# START OF RECORDS SUPPLIED

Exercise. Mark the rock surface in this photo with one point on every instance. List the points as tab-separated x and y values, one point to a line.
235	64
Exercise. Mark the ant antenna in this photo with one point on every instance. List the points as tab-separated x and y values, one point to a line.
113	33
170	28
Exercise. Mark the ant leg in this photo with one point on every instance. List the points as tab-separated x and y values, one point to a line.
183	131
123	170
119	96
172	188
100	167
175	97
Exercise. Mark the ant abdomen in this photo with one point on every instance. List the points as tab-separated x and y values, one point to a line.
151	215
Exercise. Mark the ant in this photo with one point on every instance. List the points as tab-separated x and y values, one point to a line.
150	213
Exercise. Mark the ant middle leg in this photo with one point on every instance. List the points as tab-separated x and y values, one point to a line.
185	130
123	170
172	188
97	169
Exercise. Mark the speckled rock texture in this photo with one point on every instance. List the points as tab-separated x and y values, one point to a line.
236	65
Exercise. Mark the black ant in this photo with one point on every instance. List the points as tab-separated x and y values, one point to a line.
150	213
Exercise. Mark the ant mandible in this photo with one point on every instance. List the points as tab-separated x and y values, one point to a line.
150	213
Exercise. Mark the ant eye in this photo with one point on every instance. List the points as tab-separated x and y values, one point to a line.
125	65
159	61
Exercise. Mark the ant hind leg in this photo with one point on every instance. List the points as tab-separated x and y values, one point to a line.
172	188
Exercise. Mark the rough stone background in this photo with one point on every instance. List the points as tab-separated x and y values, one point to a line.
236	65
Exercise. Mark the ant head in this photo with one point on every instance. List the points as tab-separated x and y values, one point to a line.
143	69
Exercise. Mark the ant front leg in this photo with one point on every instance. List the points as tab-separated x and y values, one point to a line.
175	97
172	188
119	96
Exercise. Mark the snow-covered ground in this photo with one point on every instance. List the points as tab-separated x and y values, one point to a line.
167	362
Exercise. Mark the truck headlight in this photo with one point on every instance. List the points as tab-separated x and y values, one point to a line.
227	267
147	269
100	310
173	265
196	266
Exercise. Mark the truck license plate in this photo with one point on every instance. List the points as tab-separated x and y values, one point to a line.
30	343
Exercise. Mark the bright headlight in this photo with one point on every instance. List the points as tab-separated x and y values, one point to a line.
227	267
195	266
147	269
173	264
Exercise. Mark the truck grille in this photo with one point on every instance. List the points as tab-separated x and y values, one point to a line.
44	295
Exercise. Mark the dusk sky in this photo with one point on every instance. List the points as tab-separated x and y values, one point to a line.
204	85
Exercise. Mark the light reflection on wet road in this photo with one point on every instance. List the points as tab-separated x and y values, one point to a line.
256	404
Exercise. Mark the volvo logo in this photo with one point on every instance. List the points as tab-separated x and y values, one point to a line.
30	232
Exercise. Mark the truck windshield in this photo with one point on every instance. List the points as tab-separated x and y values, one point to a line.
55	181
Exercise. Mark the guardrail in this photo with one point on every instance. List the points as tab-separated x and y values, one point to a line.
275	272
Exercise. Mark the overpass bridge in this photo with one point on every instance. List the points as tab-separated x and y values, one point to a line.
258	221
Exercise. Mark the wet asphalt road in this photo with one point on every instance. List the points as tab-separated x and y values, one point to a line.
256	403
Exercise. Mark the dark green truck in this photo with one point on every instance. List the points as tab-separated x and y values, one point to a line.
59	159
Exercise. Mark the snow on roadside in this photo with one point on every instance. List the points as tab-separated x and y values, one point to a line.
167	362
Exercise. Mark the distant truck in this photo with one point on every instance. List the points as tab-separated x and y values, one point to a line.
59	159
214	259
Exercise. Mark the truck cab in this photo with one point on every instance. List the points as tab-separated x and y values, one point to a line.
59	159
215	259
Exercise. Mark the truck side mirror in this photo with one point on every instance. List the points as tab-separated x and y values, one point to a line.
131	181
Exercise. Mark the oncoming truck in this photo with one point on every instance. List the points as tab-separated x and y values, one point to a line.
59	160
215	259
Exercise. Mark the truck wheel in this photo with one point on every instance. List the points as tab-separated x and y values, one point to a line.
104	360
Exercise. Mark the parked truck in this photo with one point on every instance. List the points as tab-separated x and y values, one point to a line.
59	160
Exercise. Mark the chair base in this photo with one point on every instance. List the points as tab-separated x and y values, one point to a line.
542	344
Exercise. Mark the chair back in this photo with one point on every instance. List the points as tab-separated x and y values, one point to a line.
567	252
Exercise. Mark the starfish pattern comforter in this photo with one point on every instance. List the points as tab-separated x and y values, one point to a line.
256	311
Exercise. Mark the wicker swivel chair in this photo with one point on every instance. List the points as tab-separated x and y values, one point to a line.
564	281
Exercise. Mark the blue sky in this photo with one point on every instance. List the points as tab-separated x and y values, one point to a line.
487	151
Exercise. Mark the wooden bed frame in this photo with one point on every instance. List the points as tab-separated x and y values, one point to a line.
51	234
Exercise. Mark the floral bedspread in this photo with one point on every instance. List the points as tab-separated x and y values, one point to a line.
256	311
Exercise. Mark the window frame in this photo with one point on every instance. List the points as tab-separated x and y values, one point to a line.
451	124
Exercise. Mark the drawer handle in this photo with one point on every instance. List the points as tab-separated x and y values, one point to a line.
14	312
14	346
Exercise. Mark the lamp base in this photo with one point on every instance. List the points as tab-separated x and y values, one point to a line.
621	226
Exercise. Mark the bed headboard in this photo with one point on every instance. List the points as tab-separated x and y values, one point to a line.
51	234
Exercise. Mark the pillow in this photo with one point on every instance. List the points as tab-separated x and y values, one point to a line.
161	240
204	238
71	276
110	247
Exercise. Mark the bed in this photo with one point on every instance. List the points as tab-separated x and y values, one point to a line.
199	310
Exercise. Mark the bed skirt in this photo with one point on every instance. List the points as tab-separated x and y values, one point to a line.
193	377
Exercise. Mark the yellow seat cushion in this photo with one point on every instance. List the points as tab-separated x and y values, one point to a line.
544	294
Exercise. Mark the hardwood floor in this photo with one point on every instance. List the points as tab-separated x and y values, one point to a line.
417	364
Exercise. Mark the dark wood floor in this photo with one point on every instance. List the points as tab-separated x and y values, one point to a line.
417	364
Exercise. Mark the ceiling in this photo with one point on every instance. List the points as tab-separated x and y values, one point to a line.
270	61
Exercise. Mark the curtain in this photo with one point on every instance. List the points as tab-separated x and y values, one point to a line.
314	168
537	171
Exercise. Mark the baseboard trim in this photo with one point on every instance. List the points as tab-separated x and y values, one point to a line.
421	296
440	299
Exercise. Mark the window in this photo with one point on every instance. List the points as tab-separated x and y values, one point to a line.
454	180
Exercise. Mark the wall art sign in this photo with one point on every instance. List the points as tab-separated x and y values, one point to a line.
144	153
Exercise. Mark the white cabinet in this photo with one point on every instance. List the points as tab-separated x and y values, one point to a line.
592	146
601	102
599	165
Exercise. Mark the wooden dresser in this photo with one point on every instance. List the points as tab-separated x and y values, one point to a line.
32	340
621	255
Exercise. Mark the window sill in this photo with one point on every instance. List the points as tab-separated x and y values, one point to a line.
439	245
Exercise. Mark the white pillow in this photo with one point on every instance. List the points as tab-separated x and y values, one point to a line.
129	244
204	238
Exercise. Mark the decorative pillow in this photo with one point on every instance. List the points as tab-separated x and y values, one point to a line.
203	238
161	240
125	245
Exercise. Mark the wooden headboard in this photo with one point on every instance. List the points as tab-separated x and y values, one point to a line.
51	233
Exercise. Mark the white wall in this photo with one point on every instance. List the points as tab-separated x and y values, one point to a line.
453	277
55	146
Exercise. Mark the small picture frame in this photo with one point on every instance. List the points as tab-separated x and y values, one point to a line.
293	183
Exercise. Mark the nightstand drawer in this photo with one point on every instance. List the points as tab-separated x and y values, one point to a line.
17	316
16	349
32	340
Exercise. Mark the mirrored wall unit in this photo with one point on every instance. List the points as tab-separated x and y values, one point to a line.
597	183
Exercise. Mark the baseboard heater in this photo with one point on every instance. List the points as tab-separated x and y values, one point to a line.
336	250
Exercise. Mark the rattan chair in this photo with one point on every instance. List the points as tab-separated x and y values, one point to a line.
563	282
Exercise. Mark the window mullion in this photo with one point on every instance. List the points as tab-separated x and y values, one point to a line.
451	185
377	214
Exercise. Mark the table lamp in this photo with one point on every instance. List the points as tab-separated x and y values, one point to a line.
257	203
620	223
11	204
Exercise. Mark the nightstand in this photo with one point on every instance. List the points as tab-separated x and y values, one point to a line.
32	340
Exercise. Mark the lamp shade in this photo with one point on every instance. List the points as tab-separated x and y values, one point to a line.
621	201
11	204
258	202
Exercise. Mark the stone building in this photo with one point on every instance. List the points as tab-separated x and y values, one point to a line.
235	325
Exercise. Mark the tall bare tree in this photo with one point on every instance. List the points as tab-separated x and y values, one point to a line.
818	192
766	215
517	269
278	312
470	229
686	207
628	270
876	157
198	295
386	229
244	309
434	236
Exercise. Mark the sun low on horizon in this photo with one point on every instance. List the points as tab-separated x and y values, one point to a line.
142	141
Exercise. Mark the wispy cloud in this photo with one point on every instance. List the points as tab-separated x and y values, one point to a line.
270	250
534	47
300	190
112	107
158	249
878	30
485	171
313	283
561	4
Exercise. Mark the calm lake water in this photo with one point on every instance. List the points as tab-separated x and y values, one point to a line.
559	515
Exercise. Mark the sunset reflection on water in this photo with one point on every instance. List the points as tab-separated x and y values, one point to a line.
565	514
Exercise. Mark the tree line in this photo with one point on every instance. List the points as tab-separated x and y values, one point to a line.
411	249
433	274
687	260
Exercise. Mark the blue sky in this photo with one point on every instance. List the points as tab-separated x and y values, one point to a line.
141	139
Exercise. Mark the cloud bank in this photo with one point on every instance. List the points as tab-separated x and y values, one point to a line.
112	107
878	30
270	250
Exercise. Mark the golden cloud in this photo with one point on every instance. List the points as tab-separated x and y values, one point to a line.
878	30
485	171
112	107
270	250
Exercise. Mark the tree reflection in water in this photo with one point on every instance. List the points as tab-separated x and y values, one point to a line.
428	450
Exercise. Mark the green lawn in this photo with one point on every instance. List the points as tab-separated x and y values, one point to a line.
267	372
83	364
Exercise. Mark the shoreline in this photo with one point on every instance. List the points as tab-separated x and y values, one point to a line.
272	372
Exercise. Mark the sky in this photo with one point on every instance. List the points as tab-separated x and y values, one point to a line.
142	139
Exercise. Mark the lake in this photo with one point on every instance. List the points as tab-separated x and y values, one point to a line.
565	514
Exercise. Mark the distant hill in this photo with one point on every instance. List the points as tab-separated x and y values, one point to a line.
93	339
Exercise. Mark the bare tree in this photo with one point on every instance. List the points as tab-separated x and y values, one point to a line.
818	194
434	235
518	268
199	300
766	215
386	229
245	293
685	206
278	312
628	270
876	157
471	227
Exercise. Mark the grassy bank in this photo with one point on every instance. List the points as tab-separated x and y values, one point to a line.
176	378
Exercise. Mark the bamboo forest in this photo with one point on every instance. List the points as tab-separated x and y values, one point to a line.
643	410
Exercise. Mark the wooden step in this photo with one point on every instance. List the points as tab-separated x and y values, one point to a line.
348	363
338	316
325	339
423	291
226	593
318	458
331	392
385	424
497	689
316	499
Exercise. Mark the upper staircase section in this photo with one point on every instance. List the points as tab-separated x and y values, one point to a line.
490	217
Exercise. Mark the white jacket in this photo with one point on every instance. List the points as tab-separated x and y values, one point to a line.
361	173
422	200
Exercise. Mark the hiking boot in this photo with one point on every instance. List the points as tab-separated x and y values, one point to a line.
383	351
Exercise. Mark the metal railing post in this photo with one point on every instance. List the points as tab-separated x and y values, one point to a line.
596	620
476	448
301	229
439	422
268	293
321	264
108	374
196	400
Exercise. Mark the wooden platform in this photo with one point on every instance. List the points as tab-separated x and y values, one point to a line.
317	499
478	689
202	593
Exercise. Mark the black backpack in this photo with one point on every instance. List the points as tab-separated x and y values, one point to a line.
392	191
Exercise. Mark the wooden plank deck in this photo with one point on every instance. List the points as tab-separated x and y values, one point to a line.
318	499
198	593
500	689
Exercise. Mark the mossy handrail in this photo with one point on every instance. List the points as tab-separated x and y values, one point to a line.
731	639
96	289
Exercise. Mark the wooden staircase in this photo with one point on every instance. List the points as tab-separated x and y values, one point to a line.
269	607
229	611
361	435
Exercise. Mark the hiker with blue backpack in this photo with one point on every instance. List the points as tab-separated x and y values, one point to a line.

# END OF RECORDS SUPPLIED

**WORK INSTRUCTIONS:**
Return the lines above, from the one containing "Exercise. Mark the white jacket" to the end, exactly as they stand.

**ANSWER:**
Exercise. Mark the white jacket in this photo with one point on every instance. List the points as tab-separated x and y values, one point to a line.
361	173
422	200
Exercise. Mark the hiking boot in this photo with one point on every instance. List the points as tab-separated x and y values, one point to a line.
383	351
Exercise. Mark the metal railing post in this photo with one point on every instance. List the points as tab-separated x and y values, one point to a line.
596	620
476	448
301	229
439	422
268	293
321	264
108	374
196	400
Exercise. Mark the wooden platform in this photo with one point on every instance. List the points as tab-separated x and y values, one point to a line.
317	499
478	689
202	593
Exercise. Mark the black backpack in this photo with one point on every instance. List the points as tab-separated x and y values, one point to a line.
392	191
Exercise. Mark the wooden plank deck in this photo with one point on every instance. List the points as tab-separated x and y values, one point to a line.
318	499
198	593
500	689
Exercise. Mark the mossy handrail in this photo with one point on every instance. List the points as tab-separated x and y values, one point to a line.
731	639
96	289
Exercise. Mark the wooden staircase in this photo with one point on every instance. List the points as tab-separated x and y values, one point to a line.
269	607
229	611
361	435
Exercise. Mark the hiker with blue backpack in this photo with one point on every instance. List the points as tab-separated x and y values, one point to a line.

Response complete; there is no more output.